EXERCISE PROMPT. The records below are to be quoted in full; please keep every word exact.

*** Opening AVAILABLE RECORDS ***

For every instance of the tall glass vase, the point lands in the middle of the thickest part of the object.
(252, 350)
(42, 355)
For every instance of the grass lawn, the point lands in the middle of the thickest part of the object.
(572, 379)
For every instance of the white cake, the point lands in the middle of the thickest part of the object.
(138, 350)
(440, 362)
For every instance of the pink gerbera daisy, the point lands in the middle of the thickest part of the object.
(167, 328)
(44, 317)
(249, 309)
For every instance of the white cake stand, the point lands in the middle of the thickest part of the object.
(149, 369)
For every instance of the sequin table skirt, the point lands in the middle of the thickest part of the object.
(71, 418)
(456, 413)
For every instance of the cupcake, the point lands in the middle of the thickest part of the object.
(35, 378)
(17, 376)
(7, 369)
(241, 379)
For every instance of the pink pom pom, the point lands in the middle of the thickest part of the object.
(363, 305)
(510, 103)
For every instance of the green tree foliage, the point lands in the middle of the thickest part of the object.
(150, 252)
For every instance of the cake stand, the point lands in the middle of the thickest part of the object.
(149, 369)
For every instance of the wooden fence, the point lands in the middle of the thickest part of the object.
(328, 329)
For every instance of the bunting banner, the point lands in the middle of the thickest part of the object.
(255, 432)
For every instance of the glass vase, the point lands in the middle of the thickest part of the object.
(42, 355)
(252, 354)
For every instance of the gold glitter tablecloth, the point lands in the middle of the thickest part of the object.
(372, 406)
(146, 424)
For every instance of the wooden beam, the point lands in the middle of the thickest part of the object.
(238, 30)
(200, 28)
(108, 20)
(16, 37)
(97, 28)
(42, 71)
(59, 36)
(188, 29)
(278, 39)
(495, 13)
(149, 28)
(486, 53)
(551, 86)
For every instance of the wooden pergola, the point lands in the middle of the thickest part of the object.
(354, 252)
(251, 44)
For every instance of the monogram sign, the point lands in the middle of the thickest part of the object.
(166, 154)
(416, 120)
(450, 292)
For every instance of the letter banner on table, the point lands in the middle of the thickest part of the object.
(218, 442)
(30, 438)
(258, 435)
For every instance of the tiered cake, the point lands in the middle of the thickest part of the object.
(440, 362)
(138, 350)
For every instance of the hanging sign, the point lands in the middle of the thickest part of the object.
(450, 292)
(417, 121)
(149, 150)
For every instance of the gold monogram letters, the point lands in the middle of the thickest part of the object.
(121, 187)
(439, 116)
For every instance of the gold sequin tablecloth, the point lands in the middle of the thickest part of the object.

*** Closing AVAILABLE RECORDS ***

RESPONSE FOR THIS EXERCISE.
For every instance of the tall glass vase, the point lands in the middle of the thickest part of the object.
(252, 350)
(42, 355)
For every instance of the grass lawn, the point lands in the middle of the thickest part of the object.
(572, 379)
For every instance of the white cake, the point lands in the middle of the thickest part of the object.
(138, 350)
(440, 362)
For every instance of the pink gerbera daisy, the point lands in the middle of the thickest part of the object.
(167, 328)
(44, 317)
(249, 309)
For every instance of the white cake stand, the point lands in the middle of the thickest part of the object.
(149, 369)
For every instance of the sequin table skirt, the point lands in the middle of the thickest part of the object.
(71, 418)
(456, 413)
For every instance of the cupcake, the point lands in the middle of the thickest part of the object.
(35, 378)
(17, 376)
(7, 369)
(241, 379)
For every instance of the pink pom pom, the point lands in the middle of the thickest part of the object.
(363, 305)
(510, 103)
For every instance of the green tree foliage, the point lands in the middle of the thickest part of the object.
(150, 252)
For every instance of the cake stand, the point lands in the middle of the thickest part of the object.
(149, 369)
For every instance of the wooden fence, the point lands in the middle of the thickest part of the object.
(328, 329)
For every instance of the bunting banner, the point lands in the middle of the thickest part of the object.
(255, 432)
For every instance of the glass vase, the point lands in the middle of the thickest part of the object.
(42, 355)
(252, 354)
For every instance of the gold glitter tablecloth, the point lands in the middle of the thickest part of the object.
(372, 406)
(146, 424)
For every instance of the wooden beam, the point lands in the middle of the thickest part of the object.
(238, 30)
(200, 28)
(108, 20)
(16, 37)
(97, 28)
(42, 71)
(59, 36)
(188, 29)
(278, 39)
(495, 13)
(149, 28)
(486, 53)
(551, 86)
For every instance of the wooden pergola, the point lands in the middle of the thickest part of the object.
(354, 252)
(251, 44)
For every instance of the monogram sign, the point lands in the middle of the thickest part of the object.
(166, 154)
(416, 120)
(450, 292)
For every instance of the letter banner on table, the point lands in the middle of the thickest part of the object.
(218, 442)
(30, 438)
(258, 435)
For every instance of the tiered cake, the point lands in the middle of the thickest part of the object.
(440, 362)
(138, 350)
For every instance of the hanging sign, the point lands in the middle of the thickest part of the object.
(450, 292)
(417, 121)
(149, 150)
For every instance of the gold monogram letters, the point lands in the middle of the thickest part of the object.
(121, 187)
(439, 116)
For every instance of the gold sequin tablecloth, the point lands in the middle of the thickest part of the object.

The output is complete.